# What the task asks:
Please copy each of the lines below character for character, keeping every bracket, comma, and space unchanged.

※

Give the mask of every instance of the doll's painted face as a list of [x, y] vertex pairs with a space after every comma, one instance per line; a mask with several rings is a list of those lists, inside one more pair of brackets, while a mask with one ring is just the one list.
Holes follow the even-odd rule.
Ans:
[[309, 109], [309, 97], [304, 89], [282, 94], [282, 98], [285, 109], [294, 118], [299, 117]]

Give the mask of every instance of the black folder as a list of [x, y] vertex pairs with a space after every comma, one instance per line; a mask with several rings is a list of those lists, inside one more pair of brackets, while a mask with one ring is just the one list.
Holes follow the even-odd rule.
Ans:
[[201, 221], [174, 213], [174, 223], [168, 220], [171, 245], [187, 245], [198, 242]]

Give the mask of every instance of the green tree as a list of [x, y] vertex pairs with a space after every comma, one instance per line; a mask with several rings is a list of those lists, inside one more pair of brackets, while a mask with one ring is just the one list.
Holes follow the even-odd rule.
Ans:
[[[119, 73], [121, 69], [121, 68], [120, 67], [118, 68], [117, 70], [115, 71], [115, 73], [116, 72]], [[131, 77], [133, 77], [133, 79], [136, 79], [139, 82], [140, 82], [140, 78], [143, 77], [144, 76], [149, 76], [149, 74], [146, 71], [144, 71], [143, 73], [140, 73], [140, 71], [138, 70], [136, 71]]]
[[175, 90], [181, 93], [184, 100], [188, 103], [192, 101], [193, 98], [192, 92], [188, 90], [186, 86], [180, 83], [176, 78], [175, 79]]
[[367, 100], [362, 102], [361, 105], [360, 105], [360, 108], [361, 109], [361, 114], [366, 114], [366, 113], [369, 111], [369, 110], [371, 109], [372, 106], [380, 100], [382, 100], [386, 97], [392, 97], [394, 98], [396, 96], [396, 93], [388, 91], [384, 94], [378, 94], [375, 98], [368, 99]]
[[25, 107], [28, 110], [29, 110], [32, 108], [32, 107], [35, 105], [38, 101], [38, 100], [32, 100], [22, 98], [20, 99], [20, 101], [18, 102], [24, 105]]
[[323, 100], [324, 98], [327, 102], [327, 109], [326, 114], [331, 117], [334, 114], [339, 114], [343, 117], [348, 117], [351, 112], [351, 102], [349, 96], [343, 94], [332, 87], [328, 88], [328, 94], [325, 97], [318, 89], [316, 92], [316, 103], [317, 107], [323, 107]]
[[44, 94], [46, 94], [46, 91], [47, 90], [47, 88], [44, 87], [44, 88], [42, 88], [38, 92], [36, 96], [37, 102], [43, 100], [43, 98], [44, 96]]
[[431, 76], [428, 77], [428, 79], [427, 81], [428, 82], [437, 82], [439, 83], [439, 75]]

※

# Solution for this task:
Give the mask of every instance of the doll's painted face as a list of [x, y] vertex pairs with a space after every comma, one instance per line; a mask with several rings is a list of those lists, inside one more pair of brackets, while a mask with one ring is just the one list.
Holes follow the even-odd rule.
Ans:
[[309, 109], [309, 97], [304, 89], [282, 94], [282, 98], [285, 109], [294, 118], [299, 117]]

Give the mask of every instance of the black folder as a list of [x, y] vertex pairs with a space after every comma, one instance per line; a mask with several rings is a list of those lists, inside one more pair of brackets, while a mask with one ring is just the one list.
Holes follow the even-odd rule.
Ans:
[[201, 221], [174, 213], [174, 223], [168, 220], [171, 245], [187, 245], [198, 242]]

Give the mask of every instance of the green tree as a list of [x, y] vertex pairs with a space after every comma, one instance per line; a mask with several rings is a list of those lists, inside one more pair of brackets, while a mask with one ring is just the one list.
Holes follow the even-odd rule.
Ans:
[[[119, 73], [121, 69], [121, 68], [120, 67], [118, 68], [117, 70], [115, 71], [115, 73], [116, 72]], [[131, 77], [133, 77], [133, 79], [136, 79], [139, 82], [140, 82], [140, 78], [143, 77], [144, 76], [149, 76], [149, 74], [146, 71], [144, 71], [143, 73], [140, 73], [140, 71], [138, 70], [136, 71]]]
[[175, 90], [181, 93], [184, 100], [188, 103], [192, 101], [193, 98], [192, 92], [188, 90], [186, 86], [180, 83], [176, 78], [175, 79]]
[[367, 100], [362, 102], [361, 105], [360, 105], [360, 108], [361, 109], [361, 114], [366, 114], [366, 113], [369, 111], [369, 110], [371, 109], [372, 106], [380, 100], [382, 100], [386, 97], [392, 97], [394, 98], [396, 96], [396, 93], [388, 91], [384, 94], [378, 94], [375, 98], [368, 99]]
[[25, 107], [28, 110], [29, 110], [32, 108], [32, 107], [35, 105], [38, 101], [38, 100], [32, 100], [22, 98], [20, 99], [20, 101], [18, 102], [24, 105]]
[[323, 100], [324, 98], [327, 102], [327, 109], [326, 114], [331, 117], [334, 114], [339, 114], [343, 117], [348, 117], [351, 112], [351, 102], [349, 96], [343, 94], [332, 87], [328, 88], [328, 94], [325, 97], [318, 89], [316, 92], [316, 103], [317, 107], [323, 107]]
[[44, 94], [46, 94], [46, 91], [47, 90], [47, 88], [44, 87], [44, 88], [42, 88], [38, 92], [36, 96], [37, 102], [43, 100], [43, 98], [44, 96]]
[[431, 76], [428, 77], [428, 79], [427, 81], [428, 82], [437, 82], [439, 83], [439, 75]]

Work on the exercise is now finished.